#### Text passage:
**********
31 January/1 February 1942

Brest

72 aircraft. 3 Manchesters and 2 Hampdens lost. The 3 Manchesters lost were all from 61 Squadron, which sent only 9 aircraft on the raid.

Minor Operations: 31 aircraft to St-Nazaire, 14 aircraft to Le Havre, 13 aircraft on leaflet flights to France. No losses.

4/5 February 1942

3 Manchesters to lay mines in the Frisians were recalled.

6 February 1942

33 Hampdens and 13 Manchesters carried out daylight minelaying operations in the Frisians. 1 Hampden lost.

6/7 February 1942

Brest

57 Wellingtons and 3 Stirlings; only 21 aircraft claimed to have bombed the primary target area, in thick cloud. 1 Wellington lost.

7 February 1942

32 Hampdens minelaying in the Frisians. German fighters attacked and 3 Hampdens were lost.

8/9 February 1942

4 Blenheim Intruders to Dutch airfields were recalled.

10/11 February 1942

Bremen

55 aircraft. No losses.

Minor Operations: 12 Wellingtons and 8 Stirlings to Brest, where cloud completely covered the target, and 3 Whitleys to Emden. No losses.

11/12 February 1942

Mannheim

49 aircraft. No losses.

Le Havre

25 Wellingtons and 6 Whitleys. 1 Wellington lost.

Minor Operations: 18 Wellingtons to Brest, 1 Manchester minelaying in the Frisians, 5 aircraft on leaflet flights to France. 1 Wellington lost from the Brest raid.

12 February 1942

The Channel Dash

The German battle-cruisers Scharnhorst and Gneisenau and the lighter cruiser Prinz Eugen sailed from Brest to Germany through the English Channel in a carefully prepared and well-executed operation. News of the preparations did not reach Britain and the Germans chose a day when bad weather and low cloud gave their ships maximum concealment. A German fighter escort was provided throughout the voyage. The ships were not reported until late morning when a Spitfire of Fighter Command spotted them off Le Touquet. All available Royal Navy and R.A.F. units were ordered to attack the German ships before darkness closed in.

Most of Bomber Command was 'stood down' for the day; only 5 Group was at 4 hours' notice. The bomber squadrons made a frantic effort to prepare planes for attacks, which were mounted in 3 waves. Other aircraft of Coastal and Fighter Commands and of the Fleet Air Arm were also involved. The first Bomber Command aircraft were airborne at 1.30 p.m. and 242 sorties were flown by the squadrons before dark. Every type of aircraft available flew except the Whitleys which were stationed in the North of England. Bomber Command aircraft dispatched were: 92 Wellingtons, 64 Hampdens, 37 Blenheims, 15 Manchesters, 13 Halifaxes, 11 Stirlings and 10 of the new American-built Boston bombers with which some of the 2 Group squadrons were being equipped, although they were not yet officially ready for operations. It was the largest Bomber Command daylight operation of the war to date. Most of the bombers were unable to find the German ships in the poor weather conditions and, of those aircraft which did bomb, no hits were scored on these fast-moving and heavily defended targets. None of the attacks by other forces caused and serious damage to the German ships but the two largest, the Scharnhorst and the Gneisenau, were both slowed down after striking mines laid by 5 Group Hampdens or Manchesters in the Frisian Islands during recent nights. Scharnhorst hit 2 mines and Gneisenau one. All the German ships reached the safety of ports in Germany before daybreak.
**********
#### Material:
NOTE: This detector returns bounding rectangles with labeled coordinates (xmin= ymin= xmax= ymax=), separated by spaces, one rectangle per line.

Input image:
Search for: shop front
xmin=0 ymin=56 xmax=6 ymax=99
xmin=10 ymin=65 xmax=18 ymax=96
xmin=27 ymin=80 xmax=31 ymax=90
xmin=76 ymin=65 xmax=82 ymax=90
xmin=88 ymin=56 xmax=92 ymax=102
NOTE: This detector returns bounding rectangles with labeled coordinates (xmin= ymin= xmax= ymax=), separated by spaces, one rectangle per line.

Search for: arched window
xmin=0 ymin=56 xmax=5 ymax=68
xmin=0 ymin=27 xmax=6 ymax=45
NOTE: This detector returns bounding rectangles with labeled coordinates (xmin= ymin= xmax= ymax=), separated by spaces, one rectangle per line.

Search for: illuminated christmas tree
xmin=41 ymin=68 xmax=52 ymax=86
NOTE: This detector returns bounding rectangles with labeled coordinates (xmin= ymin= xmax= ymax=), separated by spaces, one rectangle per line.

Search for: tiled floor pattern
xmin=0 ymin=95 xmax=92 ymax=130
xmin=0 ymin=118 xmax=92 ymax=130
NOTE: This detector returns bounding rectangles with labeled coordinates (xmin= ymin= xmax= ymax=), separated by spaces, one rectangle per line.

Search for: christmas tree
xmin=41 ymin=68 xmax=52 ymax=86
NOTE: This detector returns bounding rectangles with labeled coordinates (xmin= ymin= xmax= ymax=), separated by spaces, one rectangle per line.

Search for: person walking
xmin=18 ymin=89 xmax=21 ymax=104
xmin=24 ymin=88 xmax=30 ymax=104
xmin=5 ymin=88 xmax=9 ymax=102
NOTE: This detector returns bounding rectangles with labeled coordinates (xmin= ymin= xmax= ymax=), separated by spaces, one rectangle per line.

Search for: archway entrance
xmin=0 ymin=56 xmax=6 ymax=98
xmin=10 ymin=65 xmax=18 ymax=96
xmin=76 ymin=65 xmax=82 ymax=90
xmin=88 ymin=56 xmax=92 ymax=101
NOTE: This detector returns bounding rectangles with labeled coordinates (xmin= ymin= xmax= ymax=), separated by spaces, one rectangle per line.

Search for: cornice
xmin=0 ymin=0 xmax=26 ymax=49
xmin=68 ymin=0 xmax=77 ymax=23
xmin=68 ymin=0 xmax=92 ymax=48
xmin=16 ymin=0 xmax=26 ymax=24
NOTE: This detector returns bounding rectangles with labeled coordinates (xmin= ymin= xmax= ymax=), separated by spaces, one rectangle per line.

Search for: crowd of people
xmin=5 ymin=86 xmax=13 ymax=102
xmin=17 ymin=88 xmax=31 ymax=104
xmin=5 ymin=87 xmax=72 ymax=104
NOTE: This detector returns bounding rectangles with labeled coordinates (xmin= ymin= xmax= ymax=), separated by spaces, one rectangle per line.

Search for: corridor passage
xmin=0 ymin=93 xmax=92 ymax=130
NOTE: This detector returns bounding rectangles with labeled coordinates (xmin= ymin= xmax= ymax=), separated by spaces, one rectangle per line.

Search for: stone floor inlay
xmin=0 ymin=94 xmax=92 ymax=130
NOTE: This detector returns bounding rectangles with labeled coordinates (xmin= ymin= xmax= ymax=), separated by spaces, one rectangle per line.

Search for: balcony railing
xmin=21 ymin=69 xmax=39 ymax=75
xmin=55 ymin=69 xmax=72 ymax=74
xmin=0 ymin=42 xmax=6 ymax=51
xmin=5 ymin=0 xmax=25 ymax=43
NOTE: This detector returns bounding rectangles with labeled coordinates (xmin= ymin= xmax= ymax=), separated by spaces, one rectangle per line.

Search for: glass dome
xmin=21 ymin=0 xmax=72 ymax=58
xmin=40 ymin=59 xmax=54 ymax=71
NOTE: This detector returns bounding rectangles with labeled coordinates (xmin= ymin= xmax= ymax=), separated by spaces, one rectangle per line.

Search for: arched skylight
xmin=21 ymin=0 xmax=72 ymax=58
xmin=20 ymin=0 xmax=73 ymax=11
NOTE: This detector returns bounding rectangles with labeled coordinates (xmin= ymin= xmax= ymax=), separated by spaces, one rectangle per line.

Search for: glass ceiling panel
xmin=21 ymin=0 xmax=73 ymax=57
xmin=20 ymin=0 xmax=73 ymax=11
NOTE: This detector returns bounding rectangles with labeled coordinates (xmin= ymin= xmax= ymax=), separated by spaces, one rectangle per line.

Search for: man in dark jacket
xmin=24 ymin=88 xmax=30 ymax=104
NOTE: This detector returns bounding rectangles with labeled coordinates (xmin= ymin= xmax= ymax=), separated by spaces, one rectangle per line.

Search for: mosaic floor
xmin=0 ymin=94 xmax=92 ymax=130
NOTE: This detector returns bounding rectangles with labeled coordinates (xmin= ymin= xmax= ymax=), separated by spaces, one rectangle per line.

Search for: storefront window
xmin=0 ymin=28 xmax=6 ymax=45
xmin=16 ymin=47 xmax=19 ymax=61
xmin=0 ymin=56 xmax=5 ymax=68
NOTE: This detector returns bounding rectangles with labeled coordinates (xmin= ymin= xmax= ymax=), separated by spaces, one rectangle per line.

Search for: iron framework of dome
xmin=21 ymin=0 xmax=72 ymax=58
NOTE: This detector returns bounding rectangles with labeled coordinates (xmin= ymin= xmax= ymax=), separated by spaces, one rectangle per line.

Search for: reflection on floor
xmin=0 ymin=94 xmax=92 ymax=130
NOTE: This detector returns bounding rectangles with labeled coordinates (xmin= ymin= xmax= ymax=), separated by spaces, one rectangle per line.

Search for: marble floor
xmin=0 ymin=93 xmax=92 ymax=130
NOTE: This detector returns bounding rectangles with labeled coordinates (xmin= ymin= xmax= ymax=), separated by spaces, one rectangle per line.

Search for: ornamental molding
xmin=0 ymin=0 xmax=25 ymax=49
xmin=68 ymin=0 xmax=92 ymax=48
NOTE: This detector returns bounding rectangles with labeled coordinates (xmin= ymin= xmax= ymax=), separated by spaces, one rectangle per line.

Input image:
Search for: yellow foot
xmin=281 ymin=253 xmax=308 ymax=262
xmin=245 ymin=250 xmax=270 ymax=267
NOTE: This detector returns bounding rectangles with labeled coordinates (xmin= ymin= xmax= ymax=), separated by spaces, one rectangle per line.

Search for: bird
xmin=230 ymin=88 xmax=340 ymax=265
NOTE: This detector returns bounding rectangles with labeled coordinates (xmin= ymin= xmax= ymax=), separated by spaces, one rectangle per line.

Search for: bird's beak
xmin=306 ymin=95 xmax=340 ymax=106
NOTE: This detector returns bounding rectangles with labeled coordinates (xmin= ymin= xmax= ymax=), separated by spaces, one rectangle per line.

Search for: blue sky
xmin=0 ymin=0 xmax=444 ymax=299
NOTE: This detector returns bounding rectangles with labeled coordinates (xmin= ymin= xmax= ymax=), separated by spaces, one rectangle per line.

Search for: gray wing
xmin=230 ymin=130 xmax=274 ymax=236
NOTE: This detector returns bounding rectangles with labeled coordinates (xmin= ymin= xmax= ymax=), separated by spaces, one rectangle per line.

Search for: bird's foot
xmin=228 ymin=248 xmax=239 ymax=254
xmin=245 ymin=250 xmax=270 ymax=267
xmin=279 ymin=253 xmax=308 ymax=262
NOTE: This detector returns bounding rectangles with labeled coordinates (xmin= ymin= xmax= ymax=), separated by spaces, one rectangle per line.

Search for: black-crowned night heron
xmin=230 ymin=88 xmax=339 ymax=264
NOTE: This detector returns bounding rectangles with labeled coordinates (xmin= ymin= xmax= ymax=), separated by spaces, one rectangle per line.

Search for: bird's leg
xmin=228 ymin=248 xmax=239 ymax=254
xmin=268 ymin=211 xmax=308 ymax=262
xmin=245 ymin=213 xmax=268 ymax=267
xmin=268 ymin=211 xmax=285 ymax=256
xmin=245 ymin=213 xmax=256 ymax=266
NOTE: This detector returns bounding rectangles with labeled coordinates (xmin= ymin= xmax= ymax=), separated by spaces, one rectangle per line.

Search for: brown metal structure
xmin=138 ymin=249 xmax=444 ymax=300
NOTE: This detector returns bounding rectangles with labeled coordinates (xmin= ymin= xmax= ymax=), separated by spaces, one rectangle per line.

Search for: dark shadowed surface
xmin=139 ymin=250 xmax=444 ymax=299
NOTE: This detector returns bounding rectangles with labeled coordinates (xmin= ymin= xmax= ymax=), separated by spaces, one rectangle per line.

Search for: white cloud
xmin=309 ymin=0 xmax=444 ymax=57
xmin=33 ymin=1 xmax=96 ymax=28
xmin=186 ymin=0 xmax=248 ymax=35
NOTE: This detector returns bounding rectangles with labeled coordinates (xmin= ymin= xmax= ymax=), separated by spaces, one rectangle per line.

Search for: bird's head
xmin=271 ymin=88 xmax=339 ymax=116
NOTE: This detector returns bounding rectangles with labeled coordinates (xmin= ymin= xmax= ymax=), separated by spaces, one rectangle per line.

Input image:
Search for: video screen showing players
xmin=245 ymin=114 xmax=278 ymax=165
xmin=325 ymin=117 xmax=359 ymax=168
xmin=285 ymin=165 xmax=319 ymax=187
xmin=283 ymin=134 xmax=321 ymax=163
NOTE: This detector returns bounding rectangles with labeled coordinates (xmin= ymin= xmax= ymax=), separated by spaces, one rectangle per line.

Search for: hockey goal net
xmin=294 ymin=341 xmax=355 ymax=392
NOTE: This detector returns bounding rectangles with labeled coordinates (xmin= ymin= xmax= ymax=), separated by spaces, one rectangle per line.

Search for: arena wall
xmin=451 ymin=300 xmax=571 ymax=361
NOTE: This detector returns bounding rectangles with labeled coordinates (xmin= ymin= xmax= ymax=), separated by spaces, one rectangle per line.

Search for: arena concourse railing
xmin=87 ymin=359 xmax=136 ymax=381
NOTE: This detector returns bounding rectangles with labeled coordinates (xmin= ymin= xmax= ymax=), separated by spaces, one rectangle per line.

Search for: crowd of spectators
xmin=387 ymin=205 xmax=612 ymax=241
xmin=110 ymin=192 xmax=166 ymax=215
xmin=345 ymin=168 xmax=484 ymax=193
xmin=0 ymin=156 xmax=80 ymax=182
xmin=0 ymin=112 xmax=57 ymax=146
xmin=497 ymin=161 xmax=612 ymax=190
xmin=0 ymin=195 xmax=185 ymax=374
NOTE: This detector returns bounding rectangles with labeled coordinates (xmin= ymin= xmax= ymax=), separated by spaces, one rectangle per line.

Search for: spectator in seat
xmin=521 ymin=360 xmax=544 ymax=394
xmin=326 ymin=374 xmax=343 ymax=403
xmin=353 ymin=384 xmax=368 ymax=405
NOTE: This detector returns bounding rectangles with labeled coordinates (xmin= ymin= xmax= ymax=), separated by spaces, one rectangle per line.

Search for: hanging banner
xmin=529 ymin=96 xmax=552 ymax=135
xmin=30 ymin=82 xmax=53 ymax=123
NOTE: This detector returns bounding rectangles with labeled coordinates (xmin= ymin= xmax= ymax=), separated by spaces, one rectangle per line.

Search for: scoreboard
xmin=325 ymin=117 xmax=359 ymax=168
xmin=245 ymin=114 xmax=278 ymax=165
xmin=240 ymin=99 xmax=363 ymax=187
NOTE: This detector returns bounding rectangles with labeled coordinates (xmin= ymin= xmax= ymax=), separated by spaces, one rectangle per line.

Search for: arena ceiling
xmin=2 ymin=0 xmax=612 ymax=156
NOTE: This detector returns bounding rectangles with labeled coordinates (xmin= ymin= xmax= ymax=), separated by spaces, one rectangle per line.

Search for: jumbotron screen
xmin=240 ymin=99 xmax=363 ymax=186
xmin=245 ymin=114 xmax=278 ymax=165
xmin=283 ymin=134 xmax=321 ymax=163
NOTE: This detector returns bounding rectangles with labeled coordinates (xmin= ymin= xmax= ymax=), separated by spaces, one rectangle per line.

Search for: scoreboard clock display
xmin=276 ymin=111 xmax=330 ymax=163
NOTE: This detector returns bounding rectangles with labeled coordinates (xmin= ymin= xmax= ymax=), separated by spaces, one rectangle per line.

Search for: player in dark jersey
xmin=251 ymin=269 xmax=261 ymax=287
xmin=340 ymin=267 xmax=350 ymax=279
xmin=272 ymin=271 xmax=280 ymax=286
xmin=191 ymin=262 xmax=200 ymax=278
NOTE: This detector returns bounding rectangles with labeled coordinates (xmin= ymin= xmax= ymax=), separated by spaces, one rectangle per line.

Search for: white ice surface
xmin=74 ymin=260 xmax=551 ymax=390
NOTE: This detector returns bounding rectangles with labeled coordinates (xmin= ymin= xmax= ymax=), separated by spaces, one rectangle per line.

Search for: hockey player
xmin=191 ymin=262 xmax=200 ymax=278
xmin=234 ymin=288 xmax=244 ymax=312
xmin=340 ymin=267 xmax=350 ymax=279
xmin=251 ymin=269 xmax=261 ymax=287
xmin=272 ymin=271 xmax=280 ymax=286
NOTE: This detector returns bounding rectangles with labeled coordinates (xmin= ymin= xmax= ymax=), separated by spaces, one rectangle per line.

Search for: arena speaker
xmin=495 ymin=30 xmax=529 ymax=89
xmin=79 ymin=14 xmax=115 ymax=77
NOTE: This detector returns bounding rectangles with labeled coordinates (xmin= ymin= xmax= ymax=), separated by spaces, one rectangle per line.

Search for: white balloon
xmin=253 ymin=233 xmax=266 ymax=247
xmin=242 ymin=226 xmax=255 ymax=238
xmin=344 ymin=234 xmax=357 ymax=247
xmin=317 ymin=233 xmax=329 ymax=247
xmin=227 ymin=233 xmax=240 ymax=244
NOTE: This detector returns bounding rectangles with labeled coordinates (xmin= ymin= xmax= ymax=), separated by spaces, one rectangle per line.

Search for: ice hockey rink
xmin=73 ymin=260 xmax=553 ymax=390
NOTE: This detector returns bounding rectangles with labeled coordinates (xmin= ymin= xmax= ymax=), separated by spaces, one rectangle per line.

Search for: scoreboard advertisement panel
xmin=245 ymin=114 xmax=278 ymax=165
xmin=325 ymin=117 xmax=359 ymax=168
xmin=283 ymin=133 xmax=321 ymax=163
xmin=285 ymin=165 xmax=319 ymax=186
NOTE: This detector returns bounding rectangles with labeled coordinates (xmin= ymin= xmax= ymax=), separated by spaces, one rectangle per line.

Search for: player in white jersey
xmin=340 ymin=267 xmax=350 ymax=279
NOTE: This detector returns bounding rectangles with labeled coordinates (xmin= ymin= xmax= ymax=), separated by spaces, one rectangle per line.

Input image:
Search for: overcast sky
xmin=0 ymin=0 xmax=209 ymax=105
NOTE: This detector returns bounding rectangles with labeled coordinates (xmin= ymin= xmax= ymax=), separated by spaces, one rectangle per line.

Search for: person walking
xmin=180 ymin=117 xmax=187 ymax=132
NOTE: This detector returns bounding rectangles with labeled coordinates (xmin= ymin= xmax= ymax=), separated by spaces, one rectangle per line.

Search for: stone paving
**********
#### Directives:
a) According to the 1942 bomber raid log, what first spotted the German ships on the day of the Channel Dash, and where?
b) Pick up the 1942 bomber raid log after its final sentence and keep it going.
The material above comes from a separate source.

#### Answers given:
a) A Spitfire of Fighter Command spotted them off Le Touquet.

b)
The sailing of these ships, although a successful operation for the Germans, finally released Bomber Command from the effort-consuming and costly requirement to bomb the ships while they had been in French ports. Bomber Command had dropped 3,413 tons of bombs on these 3 ships in recent months and lost 127 aircraft in doing so. But these raids had achieved some success. Both Scharnhorst and Gneisenau had been hit and badly damaged by bombs; this and the constant threat of further damage prevented the ships from sailing from Brest on another Atlantic shipping raid and persuaded the Germans that they should be brought back to the greater protection of German ports.

The Gneisenau seen undergoing heavy repairs at Gdynia in October 1942. A - 180 foot section of bow missing, B - Front and rear turrets removed and C - Floating crane used to effect repairs.

12/13 February 1942

12 Hampdens and 9 Manchesters were sent to lay further mines in the Frisians, although weather conditions were still unfavourable. Only 8 aircraft laid their mines but all returned without loss, but 1 Hampden crashed in England.

13/14 February 1942

Cologne, Aachen, Le Havre

85 aircraft to these targets - 39 to Cologne, 28 to Le Havre, 18 to Aachen - but all encountered icing and thick cloud and only meagre bombing results were claimed. There were no losses.

14/15 February 1942

Mannheim

98 aircraft. 1 Hampden and 1 Whitley lost.
67 aircraft claimed to have bombed Mannheim in difficult conditions. The city reports only a light raid, with 2 buildings destroyed, 15 damaged, some railway damage and with 1 man wounded and 23 people bombed out.

Minor Operations: 15 aircraft to Le Havre, 1 Manchester on a leaflet flight to France. No losses.

15/16 February 1942

St Nazaire

1O Whitleys and 6 Halifaxes; only 9 aircraft bombed, in cloudy conditions. No aircraft were lost but 3 crashed in England.

16 February 1942

8 Bostons, of 88 and 226 Squadrons, commenced the first regular operations with this new type the of day bomber. They searched for German shipping off the Dutch coast without success or loss.

16/17 February 1942

37 Hampdens and 12 Manchesters to the Frisian Islands. 1 Hampden and 1 Manchester lost.

Minor Operations: 28 Wellingtons on roving commissions to Northern Germany, 5 Blenheim Intruders over Dutch airfields, 22 aircraft on leaflet flights to France and Belgium. No losses.

17 February 1942

5 Bostons on an uneventful shipping search off the Dutch coast.

17/18 February 1942

10 Wellingtons and 3 Stirlings to Emden, Hamburg, Kassel and Aachen; visibility was poor and most bombing results were unobserved. Leaflet flights were carried out to Oslo by 1 Whitley and to France by 3 Hampdens. No aircraft were lost on this night.

18/19 February 1942

Minelaying: 25 Hampdens to lay mines in the Frisians and off Wilhelmshaven and Heligoland, 1 Hampden lost. 7 aircraft carried leaflets to France and Belgium without loss.

19/20 February 1942

Minor Operations: 8 Wellingtons on roving commissions to Germany, 7 aircraft on leaflet flights to France and Belgium. No losses.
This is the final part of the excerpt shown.